RAW DATA:

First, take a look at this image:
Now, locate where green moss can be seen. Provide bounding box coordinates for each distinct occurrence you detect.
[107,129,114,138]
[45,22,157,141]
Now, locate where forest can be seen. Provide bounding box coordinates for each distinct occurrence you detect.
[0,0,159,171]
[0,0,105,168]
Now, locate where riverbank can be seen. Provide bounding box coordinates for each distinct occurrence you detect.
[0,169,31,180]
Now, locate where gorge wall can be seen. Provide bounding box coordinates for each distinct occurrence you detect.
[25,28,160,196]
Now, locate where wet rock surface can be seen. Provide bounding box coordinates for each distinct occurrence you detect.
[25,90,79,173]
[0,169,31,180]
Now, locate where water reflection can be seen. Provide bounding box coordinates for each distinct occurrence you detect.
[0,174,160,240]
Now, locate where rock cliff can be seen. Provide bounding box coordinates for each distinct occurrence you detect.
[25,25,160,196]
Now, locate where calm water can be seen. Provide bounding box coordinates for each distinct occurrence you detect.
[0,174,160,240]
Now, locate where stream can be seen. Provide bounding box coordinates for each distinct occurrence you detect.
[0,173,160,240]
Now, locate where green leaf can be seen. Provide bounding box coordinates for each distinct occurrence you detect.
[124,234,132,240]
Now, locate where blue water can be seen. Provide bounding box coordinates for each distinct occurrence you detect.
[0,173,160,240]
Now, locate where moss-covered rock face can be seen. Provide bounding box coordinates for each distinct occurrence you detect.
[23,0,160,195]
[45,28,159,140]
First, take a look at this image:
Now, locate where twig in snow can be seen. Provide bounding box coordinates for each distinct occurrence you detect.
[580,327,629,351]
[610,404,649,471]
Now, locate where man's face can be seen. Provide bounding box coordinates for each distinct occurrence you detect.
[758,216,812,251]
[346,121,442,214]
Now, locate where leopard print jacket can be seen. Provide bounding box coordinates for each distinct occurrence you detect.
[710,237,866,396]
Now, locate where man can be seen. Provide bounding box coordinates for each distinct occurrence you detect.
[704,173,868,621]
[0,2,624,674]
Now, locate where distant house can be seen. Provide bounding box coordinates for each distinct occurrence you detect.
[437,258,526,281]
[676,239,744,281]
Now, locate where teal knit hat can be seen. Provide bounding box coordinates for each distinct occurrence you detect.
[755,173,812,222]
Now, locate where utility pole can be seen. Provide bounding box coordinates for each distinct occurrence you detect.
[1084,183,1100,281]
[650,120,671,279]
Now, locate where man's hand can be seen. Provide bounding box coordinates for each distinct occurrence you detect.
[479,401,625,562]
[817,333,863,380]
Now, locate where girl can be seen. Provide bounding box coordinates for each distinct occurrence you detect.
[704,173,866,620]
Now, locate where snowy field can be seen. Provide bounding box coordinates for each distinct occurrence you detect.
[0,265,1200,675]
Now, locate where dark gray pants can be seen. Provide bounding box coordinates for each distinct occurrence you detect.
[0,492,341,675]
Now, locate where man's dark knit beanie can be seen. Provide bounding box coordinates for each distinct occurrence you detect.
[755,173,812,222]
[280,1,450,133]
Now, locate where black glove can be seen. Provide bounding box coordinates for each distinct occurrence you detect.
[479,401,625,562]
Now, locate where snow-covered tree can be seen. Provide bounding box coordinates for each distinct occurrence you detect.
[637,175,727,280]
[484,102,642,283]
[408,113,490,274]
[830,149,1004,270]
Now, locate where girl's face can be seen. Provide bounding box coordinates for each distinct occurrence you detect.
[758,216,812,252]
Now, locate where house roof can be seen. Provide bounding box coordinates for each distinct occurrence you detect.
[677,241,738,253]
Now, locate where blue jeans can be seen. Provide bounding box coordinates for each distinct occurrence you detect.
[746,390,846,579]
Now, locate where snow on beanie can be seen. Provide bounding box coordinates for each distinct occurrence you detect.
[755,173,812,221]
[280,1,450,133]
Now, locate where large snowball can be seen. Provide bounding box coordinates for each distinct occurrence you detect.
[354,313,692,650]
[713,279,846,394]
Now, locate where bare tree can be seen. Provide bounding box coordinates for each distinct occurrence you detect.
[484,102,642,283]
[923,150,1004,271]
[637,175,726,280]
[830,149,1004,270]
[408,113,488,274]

SET TASK:
Change every "distinct occurrence" in these lines to "separate instance" and leave the rest of the lines unchanged.

EXPECTED ANSWER:
First, take a look at this image:
Now, locate where green moss can be seen. Provide bounding box coordinates for each separate instance you detect.
[107,129,114,138]
[45,22,157,141]
Now, locate where forest can be seen. Provide bounding box coordinates for each separate instance you detect.
[0,0,159,171]
[0,0,105,168]
Now, locate where riverbank can be seen. Provide bounding box coordinates for each separate instance you detect.
[0,169,31,180]
Now, locate where gorge wall can be seen. Provide bounding box coordinates for each separate instance you detect.
[25,28,160,196]
Now, locate where wet rock surface can be seen. Provide bounding box coordinates for each separate instance you detect.
[25,90,79,173]
[0,169,31,180]
Now, locate where water reflection can be seen. Provide bounding box coordinates for each separate instance you detect.
[0,174,160,240]
Now, locate where rock cliff can be seen. Provide bounding box coordinates for each separate instance you detect.
[25,25,160,196]
Now, locate where calm water can be seen. Provide bounding box coordinates for each separate instance you detect.
[0,174,160,240]
Now, locate where stream can be seen. Provide bounding box coordinates for each separate instance you detect.
[0,173,160,240]
Now, locate where green leaf can be seen. Provide bounding box coordinates for each separate instance you detect.
[124,234,132,240]
Now, locate where blue water can be seen. Provide bounding box coordinates for each separate instance you detect.
[0,173,160,240]
Now, locate where moss-covered rock face can be seen. Provide bounding box coordinates for each separate instance you detect.
[23,0,160,195]
[45,28,159,140]
First, take a look at this image:
Now, locate where twig in snow can be seen. Provide bounding box coordinates for each separate instance you detect.
[580,327,629,351]
[610,404,649,471]
Now, locate where man's face can be seen. Provide bounding box coordinates for each separate instance you detect.
[758,216,812,251]
[346,121,442,214]
Now, locate where leopard print jacket can be seen. Provide bounding box coordinates for each separate instance you detect.
[710,237,866,396]
Now, locate where man can be seen. Provide bounding box coordinates for each separate instance you detect.
[704,173,868,621]
[0,2,624,674]
Now, locate where distant house can be seen. Provide bounding box coordinates for each separate instance you detect.
[437,258,526,281]
[676,239,744,281]
Now, locate where teal knit hat can be seen. Provide bounding box coordinates for each separate instance you detect.
[755,173,812,222]
Now, locate where utility pole can be seen. Provide bounding box coordinates for each separate instance you detect.
[1084,183,1100,281]
[650,120,671,279]
Now, locate where man's hand can be seen. Provide bounding box coordinates for each separate instance you detect.
[479,401,625,562]
[817,333,863,380]
Now, locate where girl can be seen. Provide bounding box coordinates for each separate instance you detect.
[704,173,866,620]
Now, locate where snowy field can be seen. Provide bounding box coordinates for each separate instance you detect.
[0,265,1200,675]
Now, locate where dark gray pants can be seen. Provide bounding box coordinates for each separate instance you detect.
[0,492,341,675]
Now, locate where man's dark knit beanie can be seen. Provide bounding box coordinates for each separate instance you detect.
[755,173,812,222]
[280,1,450,133]
Now, locate where black glove can be seen. Provide bounding box coordinates for each separate instance you detect.
[479,401,625,562]
Now, locate where snow-covered tree can be seen. Provide bounding box coordinates for each separate instance you detect.
[637,175,727,280]
[484,102,642,283]
[408,113,490,274]
[830,149,1004,270]
Now, locate where girl's face can be seen. Provide bounding box coordinates for each separate instance you detect.
[758,216,812,252]
Now, locate where house roof can be seen. Provide bounding box coordinates for each separate instance you detect.
[677,241,738,253]
Now, locate where blue jeans can be seen. Provide bounding box coordinates for each separate instance you detect.
[746,390,846,579]
Now, locate where snow on beanie can be seen. Provide bounding box coordinates for each separate instance you detect.
[755,173,812,221]
[280,1,450,133]
Now, locate where large snowball can be seen. Provide bounding box coordinates for each separate instance you detect.
[354,313,692,650]
[713,279,846,394]
Now, locate where bare tree can be seen. Provide bounding box coordinates for each separate instance you detect.
[484,102,642,283]
[923,150,1004,271]
[637,175,726,280]
[830,149,1004,270]
[408,113,488,274]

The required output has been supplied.